**RECORDS FOR THE EXERCISE**.
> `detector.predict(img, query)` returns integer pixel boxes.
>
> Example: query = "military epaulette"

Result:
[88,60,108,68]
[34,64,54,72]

**REQUIRED WORK**.
Rewrite the rows above with every "query" renamed to "prompt" and everything else left unchanged.

**SOLUTION TO THIS PROBLEM**.
> `detector.predict(img, prompt)` returns integer pixel boxes.
>
> Example: prompt = "military epaulette"

Result:
[88,60,108,68]
[34,64,54,72]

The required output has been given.